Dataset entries
◇ ◇ ◇ ◇ ◇ ◇ ◇
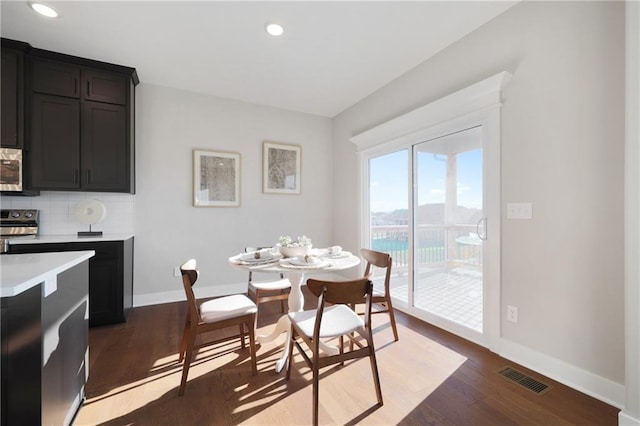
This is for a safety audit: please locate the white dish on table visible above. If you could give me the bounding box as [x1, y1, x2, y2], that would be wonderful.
[325, 251, 351, 259]
[229, 251, 282, 265]
[279, 256, 329, 269]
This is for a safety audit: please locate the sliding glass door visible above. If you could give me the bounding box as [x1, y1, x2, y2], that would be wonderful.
[413, 127, 484, 332]
[359, 74, 506, 348]
[368, 150, 409, 299]
[366, 126, 491, 344]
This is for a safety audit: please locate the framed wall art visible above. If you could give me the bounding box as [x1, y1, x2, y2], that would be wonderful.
[263, 141, 301, 194]
[193, 149, 241, 207]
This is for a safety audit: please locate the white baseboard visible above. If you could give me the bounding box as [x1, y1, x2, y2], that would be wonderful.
[496, 338, 625, 409]
[619, 411, 640, 426]
[133, 282, 246, 307]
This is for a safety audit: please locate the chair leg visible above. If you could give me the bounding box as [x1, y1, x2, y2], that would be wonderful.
[247, 315, 258, 375]
[312, 354, 320, 426]
[286, 329, 295, 380]
[178, 328, 197, 396]
[249, 287, 261, 325]
[385, 296, 399, 341]
[349, 304, 356, 351]
[239, 324, 246, 348]
[367, 337, 383, 406]
[339, 335, 344, 366]
[178, 317, 189, 362]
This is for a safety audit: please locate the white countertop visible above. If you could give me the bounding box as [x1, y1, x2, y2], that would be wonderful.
[0, 250, 95, 298]
[9, 233, 134, 245]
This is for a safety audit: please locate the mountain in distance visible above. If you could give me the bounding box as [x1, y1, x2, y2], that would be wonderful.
[372, 203, 482, 225]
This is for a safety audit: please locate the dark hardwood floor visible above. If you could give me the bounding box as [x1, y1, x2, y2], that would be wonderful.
[74, 290, 619, 425]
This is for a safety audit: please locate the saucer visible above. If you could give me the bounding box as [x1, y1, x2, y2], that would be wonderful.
[325, 251, 351, 259]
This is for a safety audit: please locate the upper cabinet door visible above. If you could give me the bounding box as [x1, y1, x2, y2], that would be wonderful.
[33, 59, 80, 98]
[82, 101, 128, 192]
[31, 94, 81, 189]
[1, 48, 25, 148]
[83, 69, 127, 105]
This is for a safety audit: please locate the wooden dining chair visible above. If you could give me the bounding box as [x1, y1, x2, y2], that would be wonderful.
[245, 246, 290, 320]
[356, 248, 399, 341]
[286, 277, 383, 426]
[178, 259, 258, 396]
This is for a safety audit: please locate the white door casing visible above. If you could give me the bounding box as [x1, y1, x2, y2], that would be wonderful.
◇ ◇ ◇ ◇ ◇ ◇ ◇
Problem description> All that is wanted is the set of lines from the one with "This is for a safety audit: please locate the dark" through the last line of the entries, both included, output exactly.

Output for this exercise>
This is for a safety audit: please locate the dark hardwood floor visible above. If you could give me the bounding box as [x1, y1, x2, y2], that would be wonderful.
[74, 290, 619, 425]
This is for a safety audit: please locate the saucer visible above. If you could give me the bounding box as [x1, y1, x2, y2], that would be wonderful.
[325, 251, 351, 259]
This is for a safety audit: please locate the upper cabinet door visible above. If you could give me the bounding box as [x1, y1, x2, y2], that would be wonderful.
[33, 59, 80, 98]
[82, 101, 128, 192]
[31, 94, 81, 189]
[1, 48, 25, 148]
[83, 69, 127, 105]
This is for a safety audit: please locate the wooden dining chair visible above. If you could give me the bounding box as [x1, y1, x2, y2], that would be wonderful.
[245, 246, 290, 320]
[356, 248, 399, 341]
[286, 277, 383, 426]
[178, 259, 258, 396]
This is for a safety audit: please locate the white door casing visible above. If you could give me the bounding box as [x1, y1, x2, y2], that would be wonderful.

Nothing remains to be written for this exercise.